* _EXERCISE DETAILS_
Could you return every line of the listing below, unchanged and in the same order?

— Start GIVEN DATA —

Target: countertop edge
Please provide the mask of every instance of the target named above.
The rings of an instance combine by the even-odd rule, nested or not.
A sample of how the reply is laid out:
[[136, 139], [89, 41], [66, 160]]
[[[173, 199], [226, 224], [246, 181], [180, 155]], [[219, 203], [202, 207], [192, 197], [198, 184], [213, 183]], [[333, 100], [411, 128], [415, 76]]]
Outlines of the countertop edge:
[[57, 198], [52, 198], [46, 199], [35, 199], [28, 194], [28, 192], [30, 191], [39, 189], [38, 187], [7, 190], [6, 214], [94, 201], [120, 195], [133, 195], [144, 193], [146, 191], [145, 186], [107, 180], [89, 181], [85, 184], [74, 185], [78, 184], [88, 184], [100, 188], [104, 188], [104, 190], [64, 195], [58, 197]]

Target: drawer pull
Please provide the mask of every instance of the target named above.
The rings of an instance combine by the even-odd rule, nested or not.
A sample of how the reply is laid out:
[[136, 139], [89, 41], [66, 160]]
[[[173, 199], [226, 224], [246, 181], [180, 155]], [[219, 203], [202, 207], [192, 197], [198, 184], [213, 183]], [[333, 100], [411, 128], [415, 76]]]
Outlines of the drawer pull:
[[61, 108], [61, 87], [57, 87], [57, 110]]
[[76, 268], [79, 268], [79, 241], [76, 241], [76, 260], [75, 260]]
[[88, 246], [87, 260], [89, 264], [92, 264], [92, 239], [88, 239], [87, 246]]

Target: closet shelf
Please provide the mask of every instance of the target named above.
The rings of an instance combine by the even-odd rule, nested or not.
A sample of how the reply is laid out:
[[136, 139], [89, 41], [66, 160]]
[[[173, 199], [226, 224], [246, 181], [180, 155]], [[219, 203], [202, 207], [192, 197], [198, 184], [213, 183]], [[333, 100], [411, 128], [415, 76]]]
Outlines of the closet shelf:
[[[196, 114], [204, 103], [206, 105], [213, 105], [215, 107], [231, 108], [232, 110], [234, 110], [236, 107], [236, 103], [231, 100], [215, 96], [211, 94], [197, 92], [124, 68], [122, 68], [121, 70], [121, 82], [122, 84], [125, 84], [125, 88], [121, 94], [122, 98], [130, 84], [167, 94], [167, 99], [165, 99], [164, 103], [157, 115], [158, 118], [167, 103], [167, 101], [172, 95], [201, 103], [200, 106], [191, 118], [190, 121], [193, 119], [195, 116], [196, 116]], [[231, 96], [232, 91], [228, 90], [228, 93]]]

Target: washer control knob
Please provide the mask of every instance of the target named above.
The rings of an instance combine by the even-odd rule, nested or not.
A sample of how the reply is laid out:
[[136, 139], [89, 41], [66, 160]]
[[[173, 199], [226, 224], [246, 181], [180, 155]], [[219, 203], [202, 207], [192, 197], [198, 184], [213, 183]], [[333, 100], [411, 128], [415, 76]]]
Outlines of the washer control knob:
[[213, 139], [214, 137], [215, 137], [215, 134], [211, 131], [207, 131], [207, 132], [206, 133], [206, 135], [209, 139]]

— End GIVEN DATA —

* _RESULT FOR THIS EXERCISE_
Target: countertop edge
Please provide the mask of every instance of the target named above.
The rings of an instance combine by the even-odd rule, nested or not.
A sample of how the reply is laid out:
[[136, 139], [89, 41], [66, 160]]
[[[173, 199], [226, 224], [246, 181], [180, 155]], [[219, 203], [202, 207], [192, 197], [198, 184], [213, 183]], [[333, 100], [411, 128], [415, 76]]]
Outlines of the countertop edge:
[[57, 198], [52, 198], [46, 199], [35, 199], [28, 194], [28, 192], [30, 191], [39, 189], [38, 187], [7, 190], [6, 214], [94, 201], [120, 195], [133, 195], [144, 193], [146, 191], [145, 186], [107, 180], [89, 181], [85, 184], [74, 185], [78, 184], [88, 184], [100, 188], [104, 188], [104, 190], [64, 195], [58, 197]]

Target: drawer pull
Please provide the mask of every instance of the target named above.
The rings of an instance combine by the even-odd rule, nested or not.
A sample of how the reply is laid out:
[[136, 139], [89, 41], [66, 160]]
[[[173, 199], [226, 224], [246, 181], [180, 155]], [[219, 203], [202, 207], [192, 197], [198, 184], [213, 183]], [[333, 100], [411, 128], [415, 76]]]
Outlines of the drawer pull:
[[61, 108], [61, 87], [57, 87], [57, 110]]
[[76, 268], [79, 268], [79, 241], [76, 241], [76, 260], [75, 260]]
[[88, 246], [87, 260], [89, 264], [92, 264], [92, 239], [88, 239], [87, 246]]

Target: closet shelf
Please provide the mask of every instance of the target named above.
The rings of an instance combine by the even-odd rule, nested or not.
A sample of how the reply is laid out:
[[136, 139], [89, 41], [66, 160]]
[[[173, 199], [226, 224], [246, 181], [180, 155]], [[219, 203], [202, 207], [192, 197], [198, 184], [213, 183]], [[333, 100], [411, 128], [415, 76]]]
Outlines of the closet shelf:
[[[196, 114], [204, 103], [206, 105], [213, 105], [215, 107], [231, 108], [232, 110], [234, 110], [236, 107], [236, 103], [231, 100], [215, 96], [211, 94], [197, 92], [124, 68], [122, 68], [121, 70], [121, 82], [122, 84], [125, 84], [125, 88], [121, 94], [122, 98], [130, 84], [167, 94], [167, 99], [165, 99], [164, 103], [157, 115], [158, 118], [167, 103], [167, 101], [172, 95], [201, 103], [200, 106], [191, 118], [190, 121], [193, 119], [195, 116], [196, 116]], [[231, 96], [232, 91], [228, 90], [228, 93]]]

Target: washer control knob
Please provide the mask of every instance of the target named above.
The rings of an instance combine by the even-odd rule, nested or not.
A sample of how the reply is laid out:
[[136, 139], [89, 41], [66, 160]]
[[[173, 199], [226, 224], [246, 181], [180, 155]], [[219, 203], [202, 207], [192, 197], [198, 184], [213, 183]], [[333, 100], [411, 128], [415, 76]]]
Outlines of the washer control knob:
[[213, 139], [214, 137], [215, 137], [215, 134], [211, 131], [207, 131], [207, 132], [206, 133], [206, 135], [209, 139]]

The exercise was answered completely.